─── Extrait du texte
Dopamine de Patrick Bard

Age :   15 ans et +
Éditeur :  Syros ( 2022 )
210 pages

Note : 5 out of 5 stars

Février 2021 : le corps d’un jeune fille de quatorze ans est retrouvé dans la Marne. Ses meurtriers, identifiés très vite, sont deux camarades de classe. Une fille et un garçon qui ne semblent pas conscients de la gravité de leur acte et invoquent des mobiles inconsistants. Entre addiction aux écrans, haine déversée sur les réseaux sociaux, harcèlement et calomnie, le juge d’instruction chargé de l’affaire décide de décrypter coûte que coûte la mécanique de l’impensable.
──────
- _Énoncé proposé 1_: Relevez tous les sujets que la fiche du roman Dopamine énumère dans la phrase commençant par « Entre addiction ».
- _Énoncé proposé 2_:
Répondez aux questions suivantes d'après la fiche du roman Dopamine.
(a) Quel éditeur publie le livre, et en quelle année ?
(b) Dans quel cours d'eau le corps est-il retrouvé ?
(c) Qui décide de décrypter la mécanique de l'impensable ?
- _Énoncé proposé 3_: Récrivez tout ce qui va de « Février 2021 : le » jusqu'à « mécanique de l’impensable. » dans la fiche du roman Dopamine, en remplaçant « camarades de classe » par « amis d'enfance ».
─── Données brutes
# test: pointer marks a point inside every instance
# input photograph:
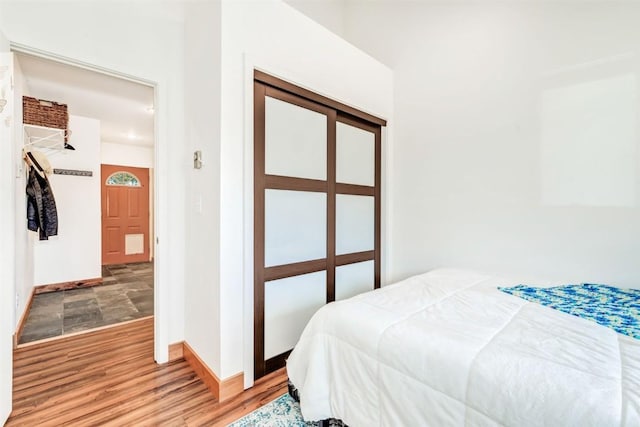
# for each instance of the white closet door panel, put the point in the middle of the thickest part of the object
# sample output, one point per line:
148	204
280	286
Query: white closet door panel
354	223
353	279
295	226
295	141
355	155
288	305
──────
─── Données brutes
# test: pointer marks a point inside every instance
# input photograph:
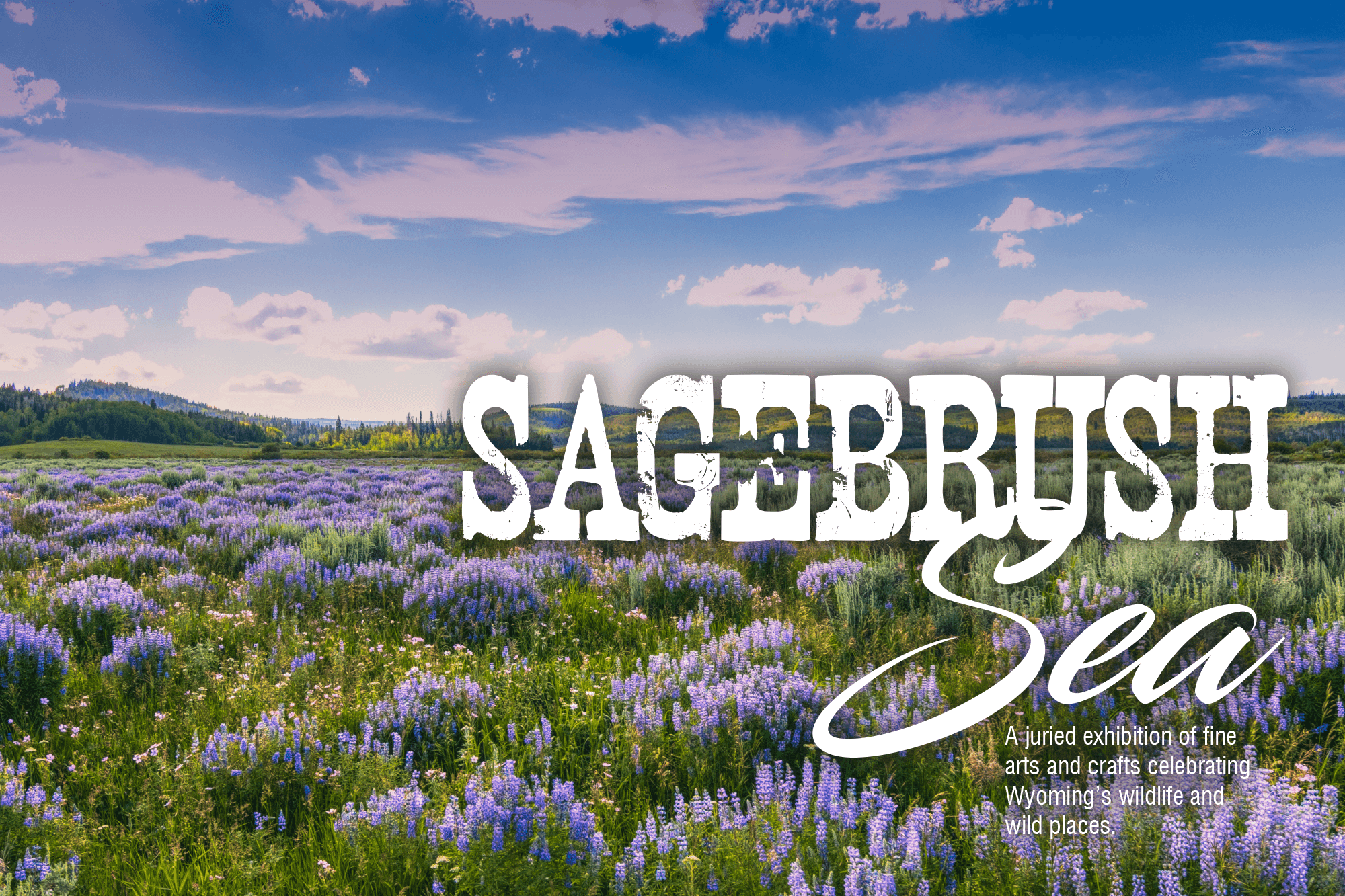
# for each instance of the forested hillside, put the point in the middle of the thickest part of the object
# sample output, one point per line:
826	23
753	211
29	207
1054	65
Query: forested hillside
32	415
──────
─── Données brutes
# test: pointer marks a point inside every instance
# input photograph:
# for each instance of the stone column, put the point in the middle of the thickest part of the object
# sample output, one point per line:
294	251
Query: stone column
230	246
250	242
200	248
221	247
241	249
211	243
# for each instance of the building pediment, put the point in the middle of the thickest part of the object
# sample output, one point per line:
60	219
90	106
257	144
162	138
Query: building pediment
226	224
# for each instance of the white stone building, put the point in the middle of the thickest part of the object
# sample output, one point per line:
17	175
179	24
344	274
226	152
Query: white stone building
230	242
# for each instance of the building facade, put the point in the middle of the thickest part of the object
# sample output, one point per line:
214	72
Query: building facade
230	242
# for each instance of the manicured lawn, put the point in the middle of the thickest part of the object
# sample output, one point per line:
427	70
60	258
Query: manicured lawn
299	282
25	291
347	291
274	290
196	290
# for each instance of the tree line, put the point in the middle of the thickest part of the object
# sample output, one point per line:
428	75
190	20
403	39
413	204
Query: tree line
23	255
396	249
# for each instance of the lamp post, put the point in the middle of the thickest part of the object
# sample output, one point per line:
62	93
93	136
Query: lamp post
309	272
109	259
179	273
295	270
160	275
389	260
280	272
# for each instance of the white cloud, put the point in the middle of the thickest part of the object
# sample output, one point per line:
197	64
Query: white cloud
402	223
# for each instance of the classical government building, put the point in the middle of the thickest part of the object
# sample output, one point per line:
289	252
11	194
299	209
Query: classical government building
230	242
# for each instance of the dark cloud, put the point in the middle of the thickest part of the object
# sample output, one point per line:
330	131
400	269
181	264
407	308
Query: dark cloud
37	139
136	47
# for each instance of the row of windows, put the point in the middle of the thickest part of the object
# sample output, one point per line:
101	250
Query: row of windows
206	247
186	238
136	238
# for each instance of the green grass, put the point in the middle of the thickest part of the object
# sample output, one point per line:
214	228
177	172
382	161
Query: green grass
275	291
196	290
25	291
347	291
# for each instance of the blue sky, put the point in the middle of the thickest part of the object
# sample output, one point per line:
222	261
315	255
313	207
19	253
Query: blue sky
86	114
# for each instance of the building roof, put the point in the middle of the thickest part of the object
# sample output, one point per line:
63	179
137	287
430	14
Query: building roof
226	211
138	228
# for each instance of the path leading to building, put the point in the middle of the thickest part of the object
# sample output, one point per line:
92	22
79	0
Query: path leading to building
──────
- _Réponse rédigée 1_: addiction aux écrans ; haine déversée sur les réseaux sociaux ; harcèlement ; calomnie

- _Réponse rédigée 2_:
(a) Syros, en 2022.
(b) La Marne.
(c) Le juge d'instruction chargé de l'affaire.

- _Réponse rédigée 3_:
Février 2021 : le corps d’un jeune fille de quatorze ans est retrouvé dans la Marne. Ses meurtriers, identifiés très vite, sont deux amis d'enfance. Une fille et un garçon qui ne semblent pas conscients de la gravité de leur acte et invoquent des mobiles inconsistants. Entre addiction aux écrans, haine déversée sur les réseaux sociaux, harcèlement et calomnie, le juge d’instruction chargé de l’affaire décide de décrypter coûte que coûte la mécanique de l’impensable.